> [Directions for this task]
Pull out every line below that contains the word "fence", and copy each one in full. Matching is case-sensitive.

> [Dataset records]

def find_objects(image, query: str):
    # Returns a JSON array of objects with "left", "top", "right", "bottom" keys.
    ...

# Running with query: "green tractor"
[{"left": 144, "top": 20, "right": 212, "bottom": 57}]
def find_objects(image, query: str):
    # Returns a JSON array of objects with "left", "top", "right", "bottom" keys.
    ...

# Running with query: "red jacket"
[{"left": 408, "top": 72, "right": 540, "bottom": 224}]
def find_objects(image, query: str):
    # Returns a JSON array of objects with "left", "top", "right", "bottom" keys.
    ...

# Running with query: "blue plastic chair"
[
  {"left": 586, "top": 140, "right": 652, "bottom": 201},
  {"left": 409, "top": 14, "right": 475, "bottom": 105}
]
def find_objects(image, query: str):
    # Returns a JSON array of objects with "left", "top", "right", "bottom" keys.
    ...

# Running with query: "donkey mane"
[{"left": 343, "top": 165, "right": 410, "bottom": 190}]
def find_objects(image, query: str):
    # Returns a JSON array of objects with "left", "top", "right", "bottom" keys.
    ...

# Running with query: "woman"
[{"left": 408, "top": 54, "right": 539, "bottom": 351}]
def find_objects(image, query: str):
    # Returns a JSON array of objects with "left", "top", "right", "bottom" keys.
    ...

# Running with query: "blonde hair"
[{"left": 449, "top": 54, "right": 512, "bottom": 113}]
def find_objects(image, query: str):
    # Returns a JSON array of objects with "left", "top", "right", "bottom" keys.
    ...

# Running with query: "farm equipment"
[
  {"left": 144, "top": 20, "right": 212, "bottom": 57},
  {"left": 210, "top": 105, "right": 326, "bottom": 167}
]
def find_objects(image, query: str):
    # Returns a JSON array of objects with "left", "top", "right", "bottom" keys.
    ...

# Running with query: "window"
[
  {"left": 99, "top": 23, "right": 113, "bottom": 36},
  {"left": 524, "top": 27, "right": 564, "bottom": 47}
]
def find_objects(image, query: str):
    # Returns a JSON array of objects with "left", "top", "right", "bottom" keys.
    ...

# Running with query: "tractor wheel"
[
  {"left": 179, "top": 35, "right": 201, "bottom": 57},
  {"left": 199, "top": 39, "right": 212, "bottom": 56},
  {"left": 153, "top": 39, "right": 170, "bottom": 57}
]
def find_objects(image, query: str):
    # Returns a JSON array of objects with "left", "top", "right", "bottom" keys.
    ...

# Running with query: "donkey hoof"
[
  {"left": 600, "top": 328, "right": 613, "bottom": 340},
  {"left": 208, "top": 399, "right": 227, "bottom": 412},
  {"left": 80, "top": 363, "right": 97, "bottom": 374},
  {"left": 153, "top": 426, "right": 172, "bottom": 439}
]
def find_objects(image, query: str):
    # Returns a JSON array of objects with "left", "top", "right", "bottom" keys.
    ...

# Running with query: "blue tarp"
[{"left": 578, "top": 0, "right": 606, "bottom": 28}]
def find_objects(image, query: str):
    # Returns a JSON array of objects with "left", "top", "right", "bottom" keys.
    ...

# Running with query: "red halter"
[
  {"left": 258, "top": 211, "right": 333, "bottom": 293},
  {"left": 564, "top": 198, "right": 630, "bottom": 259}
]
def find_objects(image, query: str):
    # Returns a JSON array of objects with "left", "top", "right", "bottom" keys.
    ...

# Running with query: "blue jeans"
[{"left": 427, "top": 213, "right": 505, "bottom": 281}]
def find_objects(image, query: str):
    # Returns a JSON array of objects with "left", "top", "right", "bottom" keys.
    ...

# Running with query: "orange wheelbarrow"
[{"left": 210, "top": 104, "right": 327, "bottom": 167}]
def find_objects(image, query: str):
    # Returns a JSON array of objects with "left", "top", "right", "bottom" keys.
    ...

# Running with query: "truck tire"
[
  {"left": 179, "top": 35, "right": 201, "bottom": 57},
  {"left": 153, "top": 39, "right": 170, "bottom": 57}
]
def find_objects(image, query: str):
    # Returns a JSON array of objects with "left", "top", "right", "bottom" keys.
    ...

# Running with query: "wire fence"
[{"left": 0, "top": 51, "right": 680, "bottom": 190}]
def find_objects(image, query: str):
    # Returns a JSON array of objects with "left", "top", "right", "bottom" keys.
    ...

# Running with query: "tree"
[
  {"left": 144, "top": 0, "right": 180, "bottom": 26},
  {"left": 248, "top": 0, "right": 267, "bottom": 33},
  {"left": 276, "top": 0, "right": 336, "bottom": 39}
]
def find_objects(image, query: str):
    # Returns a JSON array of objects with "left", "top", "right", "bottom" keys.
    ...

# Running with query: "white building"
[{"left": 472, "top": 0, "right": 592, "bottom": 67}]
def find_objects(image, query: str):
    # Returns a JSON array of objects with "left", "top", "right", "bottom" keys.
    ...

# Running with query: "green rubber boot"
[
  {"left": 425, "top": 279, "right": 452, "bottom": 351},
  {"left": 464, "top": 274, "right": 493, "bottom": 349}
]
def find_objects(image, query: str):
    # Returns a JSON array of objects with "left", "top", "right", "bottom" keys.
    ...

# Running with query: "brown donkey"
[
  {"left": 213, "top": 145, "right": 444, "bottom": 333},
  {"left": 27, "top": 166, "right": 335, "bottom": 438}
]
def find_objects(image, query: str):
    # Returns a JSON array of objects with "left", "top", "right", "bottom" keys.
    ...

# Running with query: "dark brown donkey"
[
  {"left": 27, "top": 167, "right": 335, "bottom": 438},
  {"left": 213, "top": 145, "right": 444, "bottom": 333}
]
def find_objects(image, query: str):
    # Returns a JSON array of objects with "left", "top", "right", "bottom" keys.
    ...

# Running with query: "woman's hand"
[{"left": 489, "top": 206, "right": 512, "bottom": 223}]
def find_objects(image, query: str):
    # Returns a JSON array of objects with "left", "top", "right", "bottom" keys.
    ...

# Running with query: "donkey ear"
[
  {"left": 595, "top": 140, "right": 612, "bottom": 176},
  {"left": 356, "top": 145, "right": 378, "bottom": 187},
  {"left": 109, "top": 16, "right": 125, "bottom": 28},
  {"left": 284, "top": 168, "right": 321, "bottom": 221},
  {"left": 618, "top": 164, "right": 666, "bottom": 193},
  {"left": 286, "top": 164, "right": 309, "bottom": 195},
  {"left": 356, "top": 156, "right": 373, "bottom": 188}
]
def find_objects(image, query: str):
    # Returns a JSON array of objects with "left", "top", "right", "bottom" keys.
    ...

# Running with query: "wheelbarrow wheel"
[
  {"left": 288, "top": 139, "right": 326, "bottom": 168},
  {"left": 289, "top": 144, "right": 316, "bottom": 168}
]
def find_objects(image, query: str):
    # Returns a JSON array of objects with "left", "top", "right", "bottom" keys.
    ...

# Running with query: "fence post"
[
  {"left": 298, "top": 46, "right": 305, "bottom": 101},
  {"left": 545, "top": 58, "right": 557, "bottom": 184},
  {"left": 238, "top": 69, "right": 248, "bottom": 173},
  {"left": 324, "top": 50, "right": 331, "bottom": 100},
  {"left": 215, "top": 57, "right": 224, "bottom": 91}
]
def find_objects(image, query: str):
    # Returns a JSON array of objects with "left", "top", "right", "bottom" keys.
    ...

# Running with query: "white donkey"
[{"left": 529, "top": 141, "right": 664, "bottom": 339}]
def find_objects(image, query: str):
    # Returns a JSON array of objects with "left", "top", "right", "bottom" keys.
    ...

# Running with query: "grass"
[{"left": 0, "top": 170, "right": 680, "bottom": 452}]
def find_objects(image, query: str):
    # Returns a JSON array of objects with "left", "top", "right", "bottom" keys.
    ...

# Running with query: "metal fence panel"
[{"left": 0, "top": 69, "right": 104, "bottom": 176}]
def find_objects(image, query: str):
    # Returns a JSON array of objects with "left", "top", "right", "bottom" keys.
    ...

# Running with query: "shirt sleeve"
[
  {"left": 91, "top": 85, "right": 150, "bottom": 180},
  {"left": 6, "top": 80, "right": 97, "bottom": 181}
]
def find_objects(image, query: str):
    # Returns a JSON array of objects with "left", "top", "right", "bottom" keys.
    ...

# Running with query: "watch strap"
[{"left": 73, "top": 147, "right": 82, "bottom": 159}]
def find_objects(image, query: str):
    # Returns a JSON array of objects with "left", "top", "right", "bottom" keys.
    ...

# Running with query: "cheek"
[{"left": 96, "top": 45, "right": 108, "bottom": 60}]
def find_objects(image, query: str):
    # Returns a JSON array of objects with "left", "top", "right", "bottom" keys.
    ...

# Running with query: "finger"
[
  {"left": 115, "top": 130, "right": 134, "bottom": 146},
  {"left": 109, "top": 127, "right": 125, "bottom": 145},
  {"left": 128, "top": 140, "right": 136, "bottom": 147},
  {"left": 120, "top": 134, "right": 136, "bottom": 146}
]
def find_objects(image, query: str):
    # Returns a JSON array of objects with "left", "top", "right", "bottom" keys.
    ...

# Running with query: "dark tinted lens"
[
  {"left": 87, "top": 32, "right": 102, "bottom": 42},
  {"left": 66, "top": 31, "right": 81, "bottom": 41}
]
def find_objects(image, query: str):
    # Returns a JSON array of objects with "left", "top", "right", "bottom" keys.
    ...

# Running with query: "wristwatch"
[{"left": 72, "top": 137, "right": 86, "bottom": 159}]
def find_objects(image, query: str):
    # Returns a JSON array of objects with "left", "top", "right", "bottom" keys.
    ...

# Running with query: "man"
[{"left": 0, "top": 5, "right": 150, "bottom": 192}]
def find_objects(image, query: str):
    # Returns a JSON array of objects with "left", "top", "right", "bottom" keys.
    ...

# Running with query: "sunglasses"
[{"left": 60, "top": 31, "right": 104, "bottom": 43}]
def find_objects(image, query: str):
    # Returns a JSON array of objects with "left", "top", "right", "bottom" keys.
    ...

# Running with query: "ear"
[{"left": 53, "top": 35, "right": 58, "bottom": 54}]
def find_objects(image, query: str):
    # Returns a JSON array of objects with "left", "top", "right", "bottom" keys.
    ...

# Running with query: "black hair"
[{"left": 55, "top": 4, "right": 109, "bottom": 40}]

> [Solution]
# Running with query: "wire fence"
# Running with query: "fence post"
# Running with query: "metal fence panel"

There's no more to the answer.